### TO DO
Extract every line from the entries below that contains the string "wire". Case counts.

### DATA SUPPLIED

* * * * * * * * *

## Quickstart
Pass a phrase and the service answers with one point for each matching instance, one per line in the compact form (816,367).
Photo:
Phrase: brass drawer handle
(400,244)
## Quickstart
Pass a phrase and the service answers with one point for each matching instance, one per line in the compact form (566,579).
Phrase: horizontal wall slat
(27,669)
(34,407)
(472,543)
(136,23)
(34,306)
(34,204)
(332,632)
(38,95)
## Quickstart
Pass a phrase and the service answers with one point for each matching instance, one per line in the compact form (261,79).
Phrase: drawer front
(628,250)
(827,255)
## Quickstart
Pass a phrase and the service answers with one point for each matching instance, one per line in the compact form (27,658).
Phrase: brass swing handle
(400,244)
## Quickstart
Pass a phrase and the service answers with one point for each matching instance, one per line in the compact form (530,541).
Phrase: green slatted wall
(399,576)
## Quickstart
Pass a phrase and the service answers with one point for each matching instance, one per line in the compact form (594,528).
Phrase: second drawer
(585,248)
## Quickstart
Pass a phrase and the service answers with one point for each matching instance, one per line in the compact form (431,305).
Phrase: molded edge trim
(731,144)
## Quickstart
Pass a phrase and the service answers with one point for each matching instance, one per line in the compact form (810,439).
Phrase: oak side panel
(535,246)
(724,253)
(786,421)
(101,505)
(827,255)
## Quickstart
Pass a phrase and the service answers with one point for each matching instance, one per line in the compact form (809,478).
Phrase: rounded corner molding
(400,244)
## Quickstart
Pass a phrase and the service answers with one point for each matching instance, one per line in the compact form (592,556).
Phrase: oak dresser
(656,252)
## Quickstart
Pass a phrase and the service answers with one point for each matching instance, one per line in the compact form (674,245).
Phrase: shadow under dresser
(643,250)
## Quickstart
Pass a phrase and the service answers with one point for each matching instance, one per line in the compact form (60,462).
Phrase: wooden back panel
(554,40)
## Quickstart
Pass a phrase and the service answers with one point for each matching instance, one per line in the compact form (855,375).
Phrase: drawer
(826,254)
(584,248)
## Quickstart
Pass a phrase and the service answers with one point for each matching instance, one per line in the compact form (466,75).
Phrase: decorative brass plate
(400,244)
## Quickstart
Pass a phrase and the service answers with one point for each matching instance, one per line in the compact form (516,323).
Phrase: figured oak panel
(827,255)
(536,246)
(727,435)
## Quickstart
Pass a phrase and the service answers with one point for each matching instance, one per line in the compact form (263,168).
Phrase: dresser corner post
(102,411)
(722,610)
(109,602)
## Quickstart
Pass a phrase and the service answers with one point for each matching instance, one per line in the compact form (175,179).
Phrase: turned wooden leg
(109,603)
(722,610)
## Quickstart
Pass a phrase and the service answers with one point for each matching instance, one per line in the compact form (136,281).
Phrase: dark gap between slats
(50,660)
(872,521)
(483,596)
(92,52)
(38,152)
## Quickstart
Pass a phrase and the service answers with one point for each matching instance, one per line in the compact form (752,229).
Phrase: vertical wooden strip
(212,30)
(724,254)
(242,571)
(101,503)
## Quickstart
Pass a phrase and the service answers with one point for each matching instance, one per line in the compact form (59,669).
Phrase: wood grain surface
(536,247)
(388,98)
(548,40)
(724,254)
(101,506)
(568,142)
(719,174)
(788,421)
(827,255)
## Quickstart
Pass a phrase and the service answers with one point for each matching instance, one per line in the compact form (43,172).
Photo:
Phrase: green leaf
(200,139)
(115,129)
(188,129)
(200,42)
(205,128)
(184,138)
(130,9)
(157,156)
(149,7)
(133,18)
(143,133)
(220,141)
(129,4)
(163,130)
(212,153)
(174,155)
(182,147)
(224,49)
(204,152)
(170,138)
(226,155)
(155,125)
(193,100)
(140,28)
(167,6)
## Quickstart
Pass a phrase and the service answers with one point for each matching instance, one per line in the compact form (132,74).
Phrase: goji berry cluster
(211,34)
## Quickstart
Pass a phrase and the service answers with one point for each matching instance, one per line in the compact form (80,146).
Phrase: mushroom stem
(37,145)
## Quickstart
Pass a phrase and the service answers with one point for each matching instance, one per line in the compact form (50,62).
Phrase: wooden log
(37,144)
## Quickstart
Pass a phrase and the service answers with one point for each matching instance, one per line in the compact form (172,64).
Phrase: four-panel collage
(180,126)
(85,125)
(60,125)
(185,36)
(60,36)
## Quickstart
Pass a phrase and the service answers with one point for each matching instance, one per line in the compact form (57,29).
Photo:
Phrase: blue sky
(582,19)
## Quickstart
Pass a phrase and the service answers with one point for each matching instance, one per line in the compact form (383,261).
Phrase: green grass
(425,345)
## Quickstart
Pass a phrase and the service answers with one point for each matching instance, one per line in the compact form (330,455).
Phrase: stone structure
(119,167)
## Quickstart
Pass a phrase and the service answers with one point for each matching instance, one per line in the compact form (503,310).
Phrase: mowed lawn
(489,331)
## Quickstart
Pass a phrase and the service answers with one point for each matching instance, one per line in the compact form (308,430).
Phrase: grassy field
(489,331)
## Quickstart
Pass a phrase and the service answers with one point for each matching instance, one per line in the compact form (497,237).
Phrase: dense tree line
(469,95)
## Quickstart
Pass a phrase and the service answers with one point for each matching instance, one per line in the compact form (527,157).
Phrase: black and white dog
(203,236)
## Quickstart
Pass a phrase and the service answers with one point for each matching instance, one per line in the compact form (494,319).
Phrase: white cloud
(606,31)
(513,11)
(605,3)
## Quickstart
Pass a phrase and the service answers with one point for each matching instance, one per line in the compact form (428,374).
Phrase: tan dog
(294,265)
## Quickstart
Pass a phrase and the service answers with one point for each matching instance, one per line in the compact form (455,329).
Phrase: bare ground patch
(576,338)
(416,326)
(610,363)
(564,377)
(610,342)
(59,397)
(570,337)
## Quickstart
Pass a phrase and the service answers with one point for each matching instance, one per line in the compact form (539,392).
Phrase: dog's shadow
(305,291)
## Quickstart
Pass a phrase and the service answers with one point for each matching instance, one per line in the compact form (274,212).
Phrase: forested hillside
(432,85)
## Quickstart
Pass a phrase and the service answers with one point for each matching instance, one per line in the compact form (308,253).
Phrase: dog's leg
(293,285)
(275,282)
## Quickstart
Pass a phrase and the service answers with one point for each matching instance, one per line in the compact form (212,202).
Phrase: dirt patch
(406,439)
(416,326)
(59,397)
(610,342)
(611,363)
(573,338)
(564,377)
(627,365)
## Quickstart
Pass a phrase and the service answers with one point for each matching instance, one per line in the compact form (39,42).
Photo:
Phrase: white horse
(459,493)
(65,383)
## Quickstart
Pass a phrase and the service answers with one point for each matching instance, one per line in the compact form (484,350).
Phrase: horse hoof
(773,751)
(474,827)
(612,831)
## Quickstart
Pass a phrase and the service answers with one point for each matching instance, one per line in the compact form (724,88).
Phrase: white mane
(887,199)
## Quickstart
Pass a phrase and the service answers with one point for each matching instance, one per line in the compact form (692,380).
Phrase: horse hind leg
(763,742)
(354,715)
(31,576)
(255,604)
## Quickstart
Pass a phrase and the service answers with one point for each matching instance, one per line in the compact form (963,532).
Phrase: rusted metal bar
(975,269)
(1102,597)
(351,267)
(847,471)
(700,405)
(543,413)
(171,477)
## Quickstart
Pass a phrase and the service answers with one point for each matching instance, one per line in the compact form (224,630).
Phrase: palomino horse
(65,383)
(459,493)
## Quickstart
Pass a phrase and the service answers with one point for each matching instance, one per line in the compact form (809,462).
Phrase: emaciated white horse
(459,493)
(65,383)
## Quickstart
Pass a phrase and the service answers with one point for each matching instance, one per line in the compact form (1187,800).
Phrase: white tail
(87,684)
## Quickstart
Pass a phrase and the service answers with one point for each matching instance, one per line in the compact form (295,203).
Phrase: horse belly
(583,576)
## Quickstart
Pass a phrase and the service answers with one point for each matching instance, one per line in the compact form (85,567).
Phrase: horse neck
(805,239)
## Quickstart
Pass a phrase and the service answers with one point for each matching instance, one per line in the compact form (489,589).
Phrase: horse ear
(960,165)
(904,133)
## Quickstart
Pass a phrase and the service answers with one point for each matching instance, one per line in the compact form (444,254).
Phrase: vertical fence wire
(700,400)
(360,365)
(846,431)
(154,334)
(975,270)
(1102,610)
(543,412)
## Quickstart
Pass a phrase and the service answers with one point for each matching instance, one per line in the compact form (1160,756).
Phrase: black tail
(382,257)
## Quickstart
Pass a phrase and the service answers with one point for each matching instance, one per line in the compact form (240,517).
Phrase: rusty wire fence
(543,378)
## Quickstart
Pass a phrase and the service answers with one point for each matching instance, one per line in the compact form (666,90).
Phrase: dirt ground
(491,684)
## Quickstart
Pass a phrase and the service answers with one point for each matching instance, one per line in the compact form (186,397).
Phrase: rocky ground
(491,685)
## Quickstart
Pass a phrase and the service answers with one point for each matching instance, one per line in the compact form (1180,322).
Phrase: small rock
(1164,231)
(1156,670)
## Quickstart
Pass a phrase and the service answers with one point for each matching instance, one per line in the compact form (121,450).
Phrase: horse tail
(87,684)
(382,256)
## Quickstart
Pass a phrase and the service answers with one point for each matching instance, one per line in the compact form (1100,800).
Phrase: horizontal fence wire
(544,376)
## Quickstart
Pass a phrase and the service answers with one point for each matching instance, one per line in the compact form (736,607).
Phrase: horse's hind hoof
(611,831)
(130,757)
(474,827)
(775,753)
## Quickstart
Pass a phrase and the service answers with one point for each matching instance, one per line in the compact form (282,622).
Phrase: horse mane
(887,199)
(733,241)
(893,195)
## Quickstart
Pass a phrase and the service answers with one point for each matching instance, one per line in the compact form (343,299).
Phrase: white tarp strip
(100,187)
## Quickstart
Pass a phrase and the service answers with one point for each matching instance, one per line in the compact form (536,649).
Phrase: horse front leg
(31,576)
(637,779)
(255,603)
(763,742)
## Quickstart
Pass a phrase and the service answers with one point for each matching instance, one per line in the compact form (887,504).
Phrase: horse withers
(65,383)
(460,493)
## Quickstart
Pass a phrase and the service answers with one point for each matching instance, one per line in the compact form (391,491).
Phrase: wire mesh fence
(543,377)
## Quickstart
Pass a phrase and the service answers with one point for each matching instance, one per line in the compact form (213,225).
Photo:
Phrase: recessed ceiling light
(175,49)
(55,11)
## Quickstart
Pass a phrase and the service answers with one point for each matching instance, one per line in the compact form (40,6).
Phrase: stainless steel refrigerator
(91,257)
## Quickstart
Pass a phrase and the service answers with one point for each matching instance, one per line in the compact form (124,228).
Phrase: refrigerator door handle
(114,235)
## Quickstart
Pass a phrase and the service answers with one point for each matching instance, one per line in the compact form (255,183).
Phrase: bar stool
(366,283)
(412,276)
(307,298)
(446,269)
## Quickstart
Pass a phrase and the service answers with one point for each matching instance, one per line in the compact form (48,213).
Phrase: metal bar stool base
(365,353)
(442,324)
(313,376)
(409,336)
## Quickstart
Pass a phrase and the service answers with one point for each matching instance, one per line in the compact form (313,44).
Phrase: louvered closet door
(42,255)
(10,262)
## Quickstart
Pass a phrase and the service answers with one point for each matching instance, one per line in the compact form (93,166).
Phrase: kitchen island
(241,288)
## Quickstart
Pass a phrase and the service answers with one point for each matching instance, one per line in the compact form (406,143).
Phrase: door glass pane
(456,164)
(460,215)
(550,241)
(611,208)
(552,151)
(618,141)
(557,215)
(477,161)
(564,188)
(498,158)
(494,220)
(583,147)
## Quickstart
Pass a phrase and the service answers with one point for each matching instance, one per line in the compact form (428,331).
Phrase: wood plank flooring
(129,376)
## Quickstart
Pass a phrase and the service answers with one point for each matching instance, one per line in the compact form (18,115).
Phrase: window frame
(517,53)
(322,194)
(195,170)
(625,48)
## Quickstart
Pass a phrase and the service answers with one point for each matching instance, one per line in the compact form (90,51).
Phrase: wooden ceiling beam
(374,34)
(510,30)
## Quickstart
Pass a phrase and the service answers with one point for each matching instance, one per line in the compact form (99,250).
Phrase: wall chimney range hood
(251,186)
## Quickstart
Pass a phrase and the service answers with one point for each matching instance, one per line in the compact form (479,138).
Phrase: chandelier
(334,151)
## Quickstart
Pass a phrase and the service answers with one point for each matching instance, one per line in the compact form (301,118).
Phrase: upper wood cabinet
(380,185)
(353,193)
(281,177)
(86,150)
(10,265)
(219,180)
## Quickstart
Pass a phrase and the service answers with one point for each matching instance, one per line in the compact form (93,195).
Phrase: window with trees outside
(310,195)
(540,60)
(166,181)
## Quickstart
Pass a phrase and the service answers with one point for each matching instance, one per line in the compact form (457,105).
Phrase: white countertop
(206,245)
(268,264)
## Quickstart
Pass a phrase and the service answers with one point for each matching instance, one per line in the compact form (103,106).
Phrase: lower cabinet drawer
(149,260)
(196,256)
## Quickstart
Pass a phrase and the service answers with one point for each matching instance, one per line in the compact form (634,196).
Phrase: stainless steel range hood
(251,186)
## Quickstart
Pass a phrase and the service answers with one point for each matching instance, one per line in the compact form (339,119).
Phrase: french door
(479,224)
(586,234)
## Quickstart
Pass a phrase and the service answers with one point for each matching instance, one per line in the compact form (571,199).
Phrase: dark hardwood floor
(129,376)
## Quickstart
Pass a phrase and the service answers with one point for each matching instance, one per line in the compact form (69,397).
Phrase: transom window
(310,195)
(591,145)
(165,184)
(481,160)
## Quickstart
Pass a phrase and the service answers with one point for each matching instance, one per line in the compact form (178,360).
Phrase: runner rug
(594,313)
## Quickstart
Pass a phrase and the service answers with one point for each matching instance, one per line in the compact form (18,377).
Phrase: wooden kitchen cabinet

* * * * * * * * *

### FINAL ANSWER
Phrase: vertical fence wire
Phrase: rusty wire fence
Phrase: horizontal fence wire
Phrase: wire mesh fence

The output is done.